── TEXT SECTION

File handle doesn't close when out of scope due to \shift #15052

Open p5pRT opened 9 years ago

p5pRT commented 9 years ago

Migrated from rt.perl.org#126676 (status was 'open')

Searchable as RT126676$

p5pRT commented 9 years ago

From @toddr

Created by @toddr

While preparing to move to 5.22\, we noticed a bug which manifests due to our use of \shift. While \shift seems to be a special kind of evil\, Perl does support it so I'd call this a bug for the time being. In the below example\, Perl never decreases the refcount of $fh when it is passed to another subroutine and the passed variable (not a copy of it) is directly used.

────
── GIVEN ENTRIES

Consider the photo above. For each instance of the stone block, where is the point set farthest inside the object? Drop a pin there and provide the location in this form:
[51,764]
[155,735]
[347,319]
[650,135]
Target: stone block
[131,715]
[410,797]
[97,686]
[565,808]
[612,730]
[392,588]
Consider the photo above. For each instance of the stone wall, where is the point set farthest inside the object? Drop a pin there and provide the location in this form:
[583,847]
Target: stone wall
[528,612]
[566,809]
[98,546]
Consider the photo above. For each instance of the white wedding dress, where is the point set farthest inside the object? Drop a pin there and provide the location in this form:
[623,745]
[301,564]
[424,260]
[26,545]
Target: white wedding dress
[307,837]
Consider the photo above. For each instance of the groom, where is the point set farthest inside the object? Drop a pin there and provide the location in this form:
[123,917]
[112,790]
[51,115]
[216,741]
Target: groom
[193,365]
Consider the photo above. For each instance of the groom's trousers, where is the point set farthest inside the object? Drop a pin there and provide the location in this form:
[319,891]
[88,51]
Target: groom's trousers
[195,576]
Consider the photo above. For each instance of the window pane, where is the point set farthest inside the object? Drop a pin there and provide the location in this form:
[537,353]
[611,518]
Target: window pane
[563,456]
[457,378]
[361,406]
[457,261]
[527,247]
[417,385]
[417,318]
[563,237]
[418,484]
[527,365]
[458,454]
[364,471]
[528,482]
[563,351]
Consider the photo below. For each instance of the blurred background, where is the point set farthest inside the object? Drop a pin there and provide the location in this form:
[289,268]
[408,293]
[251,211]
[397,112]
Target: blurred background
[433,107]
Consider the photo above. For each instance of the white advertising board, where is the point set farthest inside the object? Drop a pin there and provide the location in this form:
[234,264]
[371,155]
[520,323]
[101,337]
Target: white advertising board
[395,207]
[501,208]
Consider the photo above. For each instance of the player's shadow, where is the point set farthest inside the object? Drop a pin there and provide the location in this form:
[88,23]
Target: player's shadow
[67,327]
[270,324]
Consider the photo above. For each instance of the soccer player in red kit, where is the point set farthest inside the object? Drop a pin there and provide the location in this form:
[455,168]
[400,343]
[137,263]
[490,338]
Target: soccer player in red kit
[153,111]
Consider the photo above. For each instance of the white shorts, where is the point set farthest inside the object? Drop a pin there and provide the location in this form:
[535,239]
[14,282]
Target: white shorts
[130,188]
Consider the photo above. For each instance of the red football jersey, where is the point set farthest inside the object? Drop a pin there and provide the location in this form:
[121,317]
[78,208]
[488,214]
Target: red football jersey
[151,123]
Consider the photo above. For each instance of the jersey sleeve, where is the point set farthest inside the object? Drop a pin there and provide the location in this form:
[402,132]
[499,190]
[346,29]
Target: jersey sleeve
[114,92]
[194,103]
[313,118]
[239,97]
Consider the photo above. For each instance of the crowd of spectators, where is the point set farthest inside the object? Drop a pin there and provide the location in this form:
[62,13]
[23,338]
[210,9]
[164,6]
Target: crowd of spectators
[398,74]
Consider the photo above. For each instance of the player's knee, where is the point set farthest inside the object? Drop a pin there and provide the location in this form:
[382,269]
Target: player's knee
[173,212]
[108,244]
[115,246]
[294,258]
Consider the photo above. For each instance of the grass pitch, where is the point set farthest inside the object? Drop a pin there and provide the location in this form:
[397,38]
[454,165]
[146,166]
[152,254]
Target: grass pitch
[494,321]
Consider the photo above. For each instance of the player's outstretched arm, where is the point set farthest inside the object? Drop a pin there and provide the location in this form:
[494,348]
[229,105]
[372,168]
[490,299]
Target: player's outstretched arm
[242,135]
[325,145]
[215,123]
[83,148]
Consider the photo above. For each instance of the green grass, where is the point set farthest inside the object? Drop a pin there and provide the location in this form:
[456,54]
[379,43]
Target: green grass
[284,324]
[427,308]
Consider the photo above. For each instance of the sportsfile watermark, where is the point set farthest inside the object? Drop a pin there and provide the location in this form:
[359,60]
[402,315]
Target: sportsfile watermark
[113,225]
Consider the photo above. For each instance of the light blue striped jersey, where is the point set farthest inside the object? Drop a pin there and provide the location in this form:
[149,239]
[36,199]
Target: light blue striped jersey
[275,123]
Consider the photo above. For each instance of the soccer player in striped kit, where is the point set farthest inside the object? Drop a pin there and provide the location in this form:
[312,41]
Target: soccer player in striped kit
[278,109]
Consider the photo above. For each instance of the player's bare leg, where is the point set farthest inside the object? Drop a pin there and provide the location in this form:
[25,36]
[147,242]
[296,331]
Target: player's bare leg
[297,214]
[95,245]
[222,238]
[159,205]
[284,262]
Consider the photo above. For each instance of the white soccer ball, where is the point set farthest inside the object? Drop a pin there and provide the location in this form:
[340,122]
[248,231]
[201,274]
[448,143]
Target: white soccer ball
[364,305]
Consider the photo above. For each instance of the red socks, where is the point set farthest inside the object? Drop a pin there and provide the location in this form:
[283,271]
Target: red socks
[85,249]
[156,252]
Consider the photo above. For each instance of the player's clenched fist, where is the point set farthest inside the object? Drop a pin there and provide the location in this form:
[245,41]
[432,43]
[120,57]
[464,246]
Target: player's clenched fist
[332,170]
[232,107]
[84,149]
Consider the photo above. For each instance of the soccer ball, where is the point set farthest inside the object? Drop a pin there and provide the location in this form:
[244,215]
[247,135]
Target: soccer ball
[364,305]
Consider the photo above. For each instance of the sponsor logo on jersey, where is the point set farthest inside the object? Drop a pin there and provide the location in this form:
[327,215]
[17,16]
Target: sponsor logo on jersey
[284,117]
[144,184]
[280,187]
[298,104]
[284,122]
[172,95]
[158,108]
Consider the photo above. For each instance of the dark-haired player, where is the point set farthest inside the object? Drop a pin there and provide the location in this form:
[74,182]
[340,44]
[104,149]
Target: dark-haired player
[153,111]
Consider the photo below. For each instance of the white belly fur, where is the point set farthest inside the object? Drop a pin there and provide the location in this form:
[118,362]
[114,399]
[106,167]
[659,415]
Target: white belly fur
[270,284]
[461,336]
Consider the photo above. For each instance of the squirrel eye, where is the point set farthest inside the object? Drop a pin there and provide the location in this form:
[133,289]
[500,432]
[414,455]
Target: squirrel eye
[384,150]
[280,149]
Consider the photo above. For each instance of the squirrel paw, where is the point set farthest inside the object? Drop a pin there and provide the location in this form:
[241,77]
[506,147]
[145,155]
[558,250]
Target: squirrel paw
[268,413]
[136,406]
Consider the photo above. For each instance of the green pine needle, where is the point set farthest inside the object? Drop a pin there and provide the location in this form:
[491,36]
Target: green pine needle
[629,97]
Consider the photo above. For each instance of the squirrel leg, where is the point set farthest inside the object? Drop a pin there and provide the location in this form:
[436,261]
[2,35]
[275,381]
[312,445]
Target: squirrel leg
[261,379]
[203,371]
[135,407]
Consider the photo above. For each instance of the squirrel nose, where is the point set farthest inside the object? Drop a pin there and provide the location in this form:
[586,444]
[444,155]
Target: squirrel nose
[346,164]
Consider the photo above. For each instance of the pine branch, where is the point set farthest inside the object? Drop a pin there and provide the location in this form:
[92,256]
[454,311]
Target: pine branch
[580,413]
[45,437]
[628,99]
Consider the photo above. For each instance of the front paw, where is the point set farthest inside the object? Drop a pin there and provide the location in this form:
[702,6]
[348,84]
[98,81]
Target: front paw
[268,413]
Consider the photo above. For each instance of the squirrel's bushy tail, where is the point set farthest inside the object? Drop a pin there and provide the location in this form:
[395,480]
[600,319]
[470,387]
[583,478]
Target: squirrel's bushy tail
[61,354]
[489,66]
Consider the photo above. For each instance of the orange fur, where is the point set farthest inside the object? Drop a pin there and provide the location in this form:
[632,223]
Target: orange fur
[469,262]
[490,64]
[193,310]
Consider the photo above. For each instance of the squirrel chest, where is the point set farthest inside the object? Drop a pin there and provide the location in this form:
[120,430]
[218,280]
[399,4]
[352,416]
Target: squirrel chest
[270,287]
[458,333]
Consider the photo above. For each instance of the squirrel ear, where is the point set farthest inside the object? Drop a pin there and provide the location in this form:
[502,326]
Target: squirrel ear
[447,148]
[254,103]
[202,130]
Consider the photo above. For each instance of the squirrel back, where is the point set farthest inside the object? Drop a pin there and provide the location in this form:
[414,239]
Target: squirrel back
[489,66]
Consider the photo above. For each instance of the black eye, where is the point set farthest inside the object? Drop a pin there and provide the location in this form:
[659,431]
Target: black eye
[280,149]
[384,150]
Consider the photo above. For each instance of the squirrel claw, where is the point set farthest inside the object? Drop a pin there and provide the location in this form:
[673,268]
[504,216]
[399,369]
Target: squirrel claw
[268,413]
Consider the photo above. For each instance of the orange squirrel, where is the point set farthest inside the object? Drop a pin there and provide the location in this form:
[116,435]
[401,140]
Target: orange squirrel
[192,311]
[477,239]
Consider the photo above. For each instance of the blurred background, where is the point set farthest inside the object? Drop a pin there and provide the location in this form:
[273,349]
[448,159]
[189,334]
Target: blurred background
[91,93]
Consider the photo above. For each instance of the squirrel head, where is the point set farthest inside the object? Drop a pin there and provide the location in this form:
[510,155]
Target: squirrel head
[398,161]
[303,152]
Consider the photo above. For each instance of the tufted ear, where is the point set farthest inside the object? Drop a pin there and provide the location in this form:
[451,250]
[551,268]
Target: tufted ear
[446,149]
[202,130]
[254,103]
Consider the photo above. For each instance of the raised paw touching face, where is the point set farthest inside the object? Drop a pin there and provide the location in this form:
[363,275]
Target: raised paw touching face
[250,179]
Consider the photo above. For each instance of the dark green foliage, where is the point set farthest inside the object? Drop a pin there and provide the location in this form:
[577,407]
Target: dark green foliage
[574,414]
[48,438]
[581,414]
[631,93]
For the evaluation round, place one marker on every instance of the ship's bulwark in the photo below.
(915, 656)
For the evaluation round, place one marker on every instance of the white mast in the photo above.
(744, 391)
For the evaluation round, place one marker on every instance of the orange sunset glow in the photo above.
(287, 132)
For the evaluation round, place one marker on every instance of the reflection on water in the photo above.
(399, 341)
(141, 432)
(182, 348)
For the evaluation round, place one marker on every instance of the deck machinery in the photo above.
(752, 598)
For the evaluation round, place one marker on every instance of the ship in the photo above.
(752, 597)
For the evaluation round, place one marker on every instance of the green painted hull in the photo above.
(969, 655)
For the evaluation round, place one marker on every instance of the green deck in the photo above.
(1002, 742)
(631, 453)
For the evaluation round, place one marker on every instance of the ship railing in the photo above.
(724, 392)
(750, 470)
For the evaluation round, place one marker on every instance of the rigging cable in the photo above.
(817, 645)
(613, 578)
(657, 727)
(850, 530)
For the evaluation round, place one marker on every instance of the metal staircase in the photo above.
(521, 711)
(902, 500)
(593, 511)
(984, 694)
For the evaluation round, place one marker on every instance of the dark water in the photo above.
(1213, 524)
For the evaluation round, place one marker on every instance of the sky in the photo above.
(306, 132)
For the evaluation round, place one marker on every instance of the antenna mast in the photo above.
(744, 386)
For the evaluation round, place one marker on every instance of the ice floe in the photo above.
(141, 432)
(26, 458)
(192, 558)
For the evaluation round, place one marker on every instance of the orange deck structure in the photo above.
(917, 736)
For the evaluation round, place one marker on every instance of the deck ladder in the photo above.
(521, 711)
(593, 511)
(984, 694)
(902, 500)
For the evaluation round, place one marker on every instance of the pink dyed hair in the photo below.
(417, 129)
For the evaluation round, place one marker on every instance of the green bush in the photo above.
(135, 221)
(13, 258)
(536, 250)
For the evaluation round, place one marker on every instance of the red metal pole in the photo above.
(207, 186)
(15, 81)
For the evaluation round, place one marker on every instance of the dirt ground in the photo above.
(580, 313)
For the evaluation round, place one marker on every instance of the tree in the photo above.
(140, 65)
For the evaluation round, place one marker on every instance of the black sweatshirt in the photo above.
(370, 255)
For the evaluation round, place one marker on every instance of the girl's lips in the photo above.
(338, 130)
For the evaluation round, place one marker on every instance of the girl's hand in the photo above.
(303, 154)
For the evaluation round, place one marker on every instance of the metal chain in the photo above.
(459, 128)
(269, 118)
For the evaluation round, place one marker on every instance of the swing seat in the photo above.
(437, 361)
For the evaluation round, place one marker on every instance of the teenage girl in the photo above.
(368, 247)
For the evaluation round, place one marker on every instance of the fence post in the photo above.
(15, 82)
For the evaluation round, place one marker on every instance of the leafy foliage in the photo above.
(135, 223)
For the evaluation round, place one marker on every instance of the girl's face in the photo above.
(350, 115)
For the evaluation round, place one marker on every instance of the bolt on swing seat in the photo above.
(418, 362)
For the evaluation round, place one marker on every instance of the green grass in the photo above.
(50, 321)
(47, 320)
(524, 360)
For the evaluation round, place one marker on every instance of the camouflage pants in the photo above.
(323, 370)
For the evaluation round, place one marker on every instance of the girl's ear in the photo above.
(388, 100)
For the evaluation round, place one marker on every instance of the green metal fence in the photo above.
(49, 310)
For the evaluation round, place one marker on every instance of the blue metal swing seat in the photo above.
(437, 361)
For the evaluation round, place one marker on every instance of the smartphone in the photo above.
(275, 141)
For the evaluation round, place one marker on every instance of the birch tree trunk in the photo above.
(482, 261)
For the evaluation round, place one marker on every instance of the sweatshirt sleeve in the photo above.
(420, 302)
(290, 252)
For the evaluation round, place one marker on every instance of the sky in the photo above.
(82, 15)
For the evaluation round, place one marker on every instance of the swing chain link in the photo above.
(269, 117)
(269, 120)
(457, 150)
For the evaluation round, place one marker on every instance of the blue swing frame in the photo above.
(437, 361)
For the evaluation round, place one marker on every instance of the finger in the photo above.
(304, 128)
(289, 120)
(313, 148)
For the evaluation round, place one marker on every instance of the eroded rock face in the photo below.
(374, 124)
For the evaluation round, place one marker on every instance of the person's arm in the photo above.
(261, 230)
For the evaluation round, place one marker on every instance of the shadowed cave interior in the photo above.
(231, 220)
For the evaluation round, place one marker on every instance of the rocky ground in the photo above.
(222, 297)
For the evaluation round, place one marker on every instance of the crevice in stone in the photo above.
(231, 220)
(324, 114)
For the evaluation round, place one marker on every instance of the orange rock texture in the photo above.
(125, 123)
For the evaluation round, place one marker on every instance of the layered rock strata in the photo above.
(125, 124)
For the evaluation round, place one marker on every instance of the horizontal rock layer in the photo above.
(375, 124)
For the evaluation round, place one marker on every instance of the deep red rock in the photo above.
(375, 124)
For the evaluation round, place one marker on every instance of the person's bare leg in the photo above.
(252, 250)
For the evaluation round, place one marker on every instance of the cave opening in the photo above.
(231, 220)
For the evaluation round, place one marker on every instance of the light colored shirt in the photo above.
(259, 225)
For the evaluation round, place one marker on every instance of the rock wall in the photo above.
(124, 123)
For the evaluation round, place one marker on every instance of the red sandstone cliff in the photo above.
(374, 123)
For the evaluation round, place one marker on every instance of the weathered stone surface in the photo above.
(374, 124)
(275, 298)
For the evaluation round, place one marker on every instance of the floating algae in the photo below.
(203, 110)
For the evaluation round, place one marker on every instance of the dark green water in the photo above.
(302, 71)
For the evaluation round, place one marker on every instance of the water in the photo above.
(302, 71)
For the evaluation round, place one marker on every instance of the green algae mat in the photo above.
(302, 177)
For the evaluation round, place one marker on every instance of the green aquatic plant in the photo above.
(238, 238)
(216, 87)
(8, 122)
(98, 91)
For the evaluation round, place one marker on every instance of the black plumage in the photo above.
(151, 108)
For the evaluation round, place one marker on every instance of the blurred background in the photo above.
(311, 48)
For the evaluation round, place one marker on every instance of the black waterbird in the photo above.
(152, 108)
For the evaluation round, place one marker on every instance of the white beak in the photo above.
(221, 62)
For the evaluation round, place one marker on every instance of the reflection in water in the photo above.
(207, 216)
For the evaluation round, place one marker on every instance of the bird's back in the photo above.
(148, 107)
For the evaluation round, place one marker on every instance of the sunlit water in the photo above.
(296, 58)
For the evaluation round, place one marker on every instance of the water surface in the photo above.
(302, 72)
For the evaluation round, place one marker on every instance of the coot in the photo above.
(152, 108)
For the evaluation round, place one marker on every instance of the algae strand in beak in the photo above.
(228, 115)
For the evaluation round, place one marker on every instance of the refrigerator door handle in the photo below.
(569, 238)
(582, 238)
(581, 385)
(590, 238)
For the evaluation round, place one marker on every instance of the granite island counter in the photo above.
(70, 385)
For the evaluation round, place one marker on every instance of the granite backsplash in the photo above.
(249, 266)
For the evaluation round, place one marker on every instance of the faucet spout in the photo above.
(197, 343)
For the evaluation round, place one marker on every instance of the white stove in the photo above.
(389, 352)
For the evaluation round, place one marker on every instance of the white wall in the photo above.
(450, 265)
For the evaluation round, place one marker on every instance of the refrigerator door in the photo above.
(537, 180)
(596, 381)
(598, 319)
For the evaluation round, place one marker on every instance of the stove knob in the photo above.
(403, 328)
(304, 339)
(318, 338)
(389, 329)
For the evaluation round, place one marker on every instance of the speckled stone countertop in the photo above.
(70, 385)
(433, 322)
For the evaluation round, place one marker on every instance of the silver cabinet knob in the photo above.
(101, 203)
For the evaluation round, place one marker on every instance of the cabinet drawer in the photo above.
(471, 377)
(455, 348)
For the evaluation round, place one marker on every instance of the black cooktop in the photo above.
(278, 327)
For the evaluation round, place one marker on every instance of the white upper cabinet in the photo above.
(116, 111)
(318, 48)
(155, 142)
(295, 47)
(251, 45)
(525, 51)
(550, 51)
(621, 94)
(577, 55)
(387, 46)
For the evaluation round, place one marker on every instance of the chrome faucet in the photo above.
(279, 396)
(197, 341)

────

- TASK PROMPT -
Carry the Perl bug report about the file handle that stays open forward, starting right after its last sentence.

- RESULT OF THE EXERCISE -
This bisects to 7bdb4ff0943cf93297712faf504cdd425426e57f introduced in 5.21.4

If you use $_[0] directly in the subroutine instead of assging $rv to \shift and then accessing $$rv\, then the reference count is 1 after nested2 returns. Also there's a comment in the code below that if you do a print `ls -ld $file`\, then the file has the right file size. Though I'm unsure if it's because something fixes the refcount as a result of the `` action or that some IO buffer ends up getting flushed as a result of the action. I guess we could set a DESTROY on $fh if we wanted to debug that further.

NOTE​: The use of \shift is also currently breaking Devel​::Cover very badly even in 5.14​: https://github.com/pjcj/Devel--Cover/issues/125 I have not investigated if the 5.21.4 change actually fixes the bug in B/Devel​::Cover or if there is also another B bug related to this.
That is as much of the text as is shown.